⟨

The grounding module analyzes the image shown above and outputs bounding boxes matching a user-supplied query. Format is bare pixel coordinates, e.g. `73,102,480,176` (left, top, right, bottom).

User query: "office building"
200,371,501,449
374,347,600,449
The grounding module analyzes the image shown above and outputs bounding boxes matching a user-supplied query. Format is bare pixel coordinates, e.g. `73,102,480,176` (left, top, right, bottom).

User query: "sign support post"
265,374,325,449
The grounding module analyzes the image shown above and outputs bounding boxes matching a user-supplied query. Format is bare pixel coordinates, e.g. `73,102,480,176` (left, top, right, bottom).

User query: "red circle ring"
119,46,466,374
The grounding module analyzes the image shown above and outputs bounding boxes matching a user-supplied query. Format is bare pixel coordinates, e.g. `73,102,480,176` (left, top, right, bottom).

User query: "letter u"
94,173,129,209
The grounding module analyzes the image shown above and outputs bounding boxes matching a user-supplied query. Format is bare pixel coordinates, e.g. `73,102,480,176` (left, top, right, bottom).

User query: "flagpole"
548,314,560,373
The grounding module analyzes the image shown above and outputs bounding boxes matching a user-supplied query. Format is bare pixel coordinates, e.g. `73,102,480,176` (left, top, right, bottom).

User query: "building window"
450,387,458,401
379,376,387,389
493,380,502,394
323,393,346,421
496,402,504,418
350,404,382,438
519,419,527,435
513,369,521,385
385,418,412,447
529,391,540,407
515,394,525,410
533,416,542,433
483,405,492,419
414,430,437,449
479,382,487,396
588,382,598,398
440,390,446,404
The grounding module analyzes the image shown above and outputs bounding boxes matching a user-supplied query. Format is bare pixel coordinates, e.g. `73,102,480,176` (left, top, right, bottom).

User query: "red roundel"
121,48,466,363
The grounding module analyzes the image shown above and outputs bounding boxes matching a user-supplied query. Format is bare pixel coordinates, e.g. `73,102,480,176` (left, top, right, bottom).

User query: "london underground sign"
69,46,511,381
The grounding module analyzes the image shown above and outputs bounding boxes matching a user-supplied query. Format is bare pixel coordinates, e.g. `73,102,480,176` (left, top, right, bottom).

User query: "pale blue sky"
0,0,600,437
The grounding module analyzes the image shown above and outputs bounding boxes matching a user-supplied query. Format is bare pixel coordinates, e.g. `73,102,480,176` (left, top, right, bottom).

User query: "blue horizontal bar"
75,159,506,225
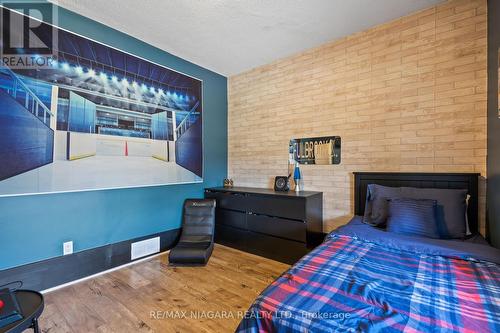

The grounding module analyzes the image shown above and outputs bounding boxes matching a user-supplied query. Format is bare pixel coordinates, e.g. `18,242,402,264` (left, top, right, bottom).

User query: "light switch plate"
63,241,73,255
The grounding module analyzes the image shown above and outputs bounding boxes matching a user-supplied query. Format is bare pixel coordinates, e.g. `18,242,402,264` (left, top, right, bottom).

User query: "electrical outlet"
63,241,73,255
130,237,160,260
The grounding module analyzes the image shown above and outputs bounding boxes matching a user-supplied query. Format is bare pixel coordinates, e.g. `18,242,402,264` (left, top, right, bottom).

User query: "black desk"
205,187,324,264
0,290,44,333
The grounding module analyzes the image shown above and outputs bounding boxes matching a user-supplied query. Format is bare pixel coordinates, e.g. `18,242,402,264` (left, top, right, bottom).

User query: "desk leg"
31,318,40,333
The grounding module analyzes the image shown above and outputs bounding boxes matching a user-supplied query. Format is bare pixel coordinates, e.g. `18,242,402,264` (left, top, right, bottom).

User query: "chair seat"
168,199,215,266
168,242,214,265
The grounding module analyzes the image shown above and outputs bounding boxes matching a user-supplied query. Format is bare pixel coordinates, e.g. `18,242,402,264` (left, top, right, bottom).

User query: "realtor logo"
0,0,58,69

⟩

EXERCISE AIM
Could you write out everything from the first line down to and including the line containing "440,390,446,404", with the requests, and shift every bounding-box coordinate in the answers by adding 23 to it? Leave the sample coordinates in the requests unchanged.

TASK RESPONSE
The grounding module analyzes the image shown above and outputs bounding boxes matching a user-supplied query. Format is bare pixel coordinates, e.g. `73,102,480,176` (left, top, right, bottom).

User query: "office building"
223,394,524,472
397,370,623,472
The grounding module analyzes the image shown above and outputs bounding boxes matching a user-supplied query. Format is bare pixel coordinates, e.g. `73,102,480,176` (left, top, right, bottom).

User query: "sign support post"
288,397,348,472
The grounding module analyzes the image shown above and outputs bounding boxes matching a user-supplied query. Format is bare pixel coordinates, e.g. `73,102,480,176` (left, top, right, bottom).

User query: "red circle ring"
142,69,489,397
The grounding module analyzes the image shown above and outputs bounding boxes matching a user-supplied query. Format is bare pixel coordinates, e.g. `73,102,480,176` (left, top, right, bottom).

User query: "letter u"
117,196,152,232
The grounding module analyzes the image shown above and outputs bounding boxes matching a user-supplied query. Format is bare pixel coordinates, e.g. `73,102,480,176` (left, top, right, bottom).

User query: "flagpole"
571,337,583,396
The grounding module analyzes the image shown above and outputs bounding boxes matching a user-supplied query. Format is bare pixel coordinates, e.g. `73,102,480,176` (left, top, right, bottom).

User query: "building window"
473,410,481,424
402,399,410,412
516,403,525,417
346,416,369,444
519,425,527,441
373,427,405,461
542,442,550,458
536,392,544,408
408,441,435,470
552,414,563,430
538,417,548,433
556,439,565,456
506,428,515,442
437,453,460,472
502,405,510,419
611,405,621,421
463,413,469,427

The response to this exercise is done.